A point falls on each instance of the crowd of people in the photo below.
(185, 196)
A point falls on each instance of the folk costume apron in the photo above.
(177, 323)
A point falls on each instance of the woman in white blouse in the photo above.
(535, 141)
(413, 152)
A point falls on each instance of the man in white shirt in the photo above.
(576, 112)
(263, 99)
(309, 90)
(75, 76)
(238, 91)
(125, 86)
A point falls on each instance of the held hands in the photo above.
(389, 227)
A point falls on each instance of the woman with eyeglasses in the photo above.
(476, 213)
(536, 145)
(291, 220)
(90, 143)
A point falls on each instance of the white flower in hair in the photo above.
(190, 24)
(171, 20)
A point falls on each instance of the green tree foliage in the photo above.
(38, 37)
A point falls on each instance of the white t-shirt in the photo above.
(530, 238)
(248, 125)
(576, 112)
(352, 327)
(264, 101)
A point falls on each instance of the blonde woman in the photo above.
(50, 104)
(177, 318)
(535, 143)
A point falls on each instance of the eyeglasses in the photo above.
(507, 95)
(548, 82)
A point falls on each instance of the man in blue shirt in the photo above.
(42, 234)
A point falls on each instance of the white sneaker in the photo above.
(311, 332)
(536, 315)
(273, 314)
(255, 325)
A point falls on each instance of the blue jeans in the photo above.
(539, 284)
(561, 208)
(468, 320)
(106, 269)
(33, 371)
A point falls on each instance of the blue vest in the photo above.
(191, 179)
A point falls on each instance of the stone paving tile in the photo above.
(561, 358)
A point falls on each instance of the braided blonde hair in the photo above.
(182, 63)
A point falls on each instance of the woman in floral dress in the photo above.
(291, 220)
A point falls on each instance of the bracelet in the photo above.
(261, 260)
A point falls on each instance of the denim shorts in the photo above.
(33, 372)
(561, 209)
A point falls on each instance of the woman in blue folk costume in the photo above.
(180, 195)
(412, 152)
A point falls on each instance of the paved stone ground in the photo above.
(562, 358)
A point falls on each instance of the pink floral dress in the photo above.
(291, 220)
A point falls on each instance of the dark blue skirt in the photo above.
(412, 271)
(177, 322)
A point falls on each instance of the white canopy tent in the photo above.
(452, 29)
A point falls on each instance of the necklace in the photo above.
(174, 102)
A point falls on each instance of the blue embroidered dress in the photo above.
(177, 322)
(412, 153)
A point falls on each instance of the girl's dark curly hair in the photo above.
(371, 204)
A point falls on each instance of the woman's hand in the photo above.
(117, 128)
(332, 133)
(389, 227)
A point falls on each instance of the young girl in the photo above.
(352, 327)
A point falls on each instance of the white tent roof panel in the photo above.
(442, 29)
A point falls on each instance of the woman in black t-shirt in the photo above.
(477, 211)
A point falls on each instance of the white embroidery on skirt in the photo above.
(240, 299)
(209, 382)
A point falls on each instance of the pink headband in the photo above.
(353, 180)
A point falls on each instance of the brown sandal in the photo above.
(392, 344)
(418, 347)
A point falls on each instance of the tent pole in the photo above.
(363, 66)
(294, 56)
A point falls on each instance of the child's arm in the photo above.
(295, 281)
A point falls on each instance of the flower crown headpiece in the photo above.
※ ※ ※
## Task directions
Copy out all of the records above word for word, without changing anything.

## Answer to this task
A point falls on each instance of the crowd of people in the photo below.
(185, 196)
A point falls on each instance of the folk costume apron in the photo above.
(177, 323)
A point falls on each instance of the woman in white blouse in the photo above.
(535, 141)
(413, 152)
A point falls on each instance of the man in white shirt in the photo above.
(576, 112)
(263, 99)
(309, 90)
(75, 76)
(238, 91)
(125, 86)
A point falls on each instance of the held hands in the photo above.
(389, 227)
A point falls on each instance of the woman with eyeglasses in the photo above.
(476, 213)
(536, 145)
(291, 220)
(90, 143)
A point falls on each instance of the white flower in hair in the photo above.
(190, 24)
(171, 20)
A point falls on each instance of the green tree foliage in the photo above.
(38, 37)
A point falls on each instance of the white t-shirt in the photo above.
(530, 238)
(248, 125)
(576, 112)
(352, 327)
(264, 101)
A point falls on each instance of the blonde woman in the photo above.
(50, 104)
(177, 318)
(535, 143)
A point falls on each instance of the eyeglasses in the photo above.
(507, 95)
(548, 82)
A point falls on each instance of the man in blue shirt in the photo above.
(42, 234)
A point falls on each instance of the white sneaker in the photo above.
(311, 332)
(536, 315)
(273, 314)
(255, 325)
A point falls on each instance of the blue jeans in the photo above.
(539, 284)
(561, 208)
(468, 320)
(106, 269)
(33, 371)
A point falls on each instance of the blue vest in the photo above.
(191, 179)
A point falls on each instance of the stone paving tile in the photo above.
(561, 358)
A point falls on each instance of the braided blonde hair in the photo above.
(182, 63)
A point falls on each instance of the woman in floral dress in the photo above.
(291, 220)
A point falls on each instance of the bracelet in the photo above.
(261, 260)
A point falls on each instance of the denim shorts in the photo above.
(33, 372)
(561, 209)
A point falls on each instance of the woman in blue folk costume in the photo above.
(180, 195)
(412, 152)
A point falls on each instance of the paved stone ground in the photo above.
(562, 358)
A point falls on each instance of the pink floral dress in the photo above.
(291, 220)
A point falls on each instance of the dark blue skirt in the photo above.
(412, 271)
(177, 322)
A point falls on each instance of the white canopy tent in the photo above.
(452, 29)
A point falls on each instance of the necklace in the photo above.
(174, 102)
A point falls on each instance of the blue embroidered dress in the photo above.
(177, 322)
(412, 153)
A point falls on each instance of the girl's dark curly hair in the photo above.
(371, 204)
A point falls on each instance of the woman's hand in the photo above.
(117, 128)
(332, 133)
(389, 227)
A point falls on each instance of the young girl in the photo above.
(352, 327)
A point falls on each instance of the white tent roof panel in the photo above.
(442, 29)
A point falls on each instance of the woman in black t-shirt in the photo above.
(477, 211)
A point falls on each instance of the white embroidery on skirt in the photo above.
(240, 299)
(209, 382)
A point falls on each instance of the pink headband in the photo above.
(353, 180)
A point falls on each instance of the brown sandal in the photo above.
(392, 344)
(418, 347)
A point falls on each instance of the tent pole in the photo above.
(363, 66)
(294, 56)
A point falls on each instance of the child's arm in the photo above.
(295, 281)
A point falls on each instance of the flower crown headpiece in the photo above.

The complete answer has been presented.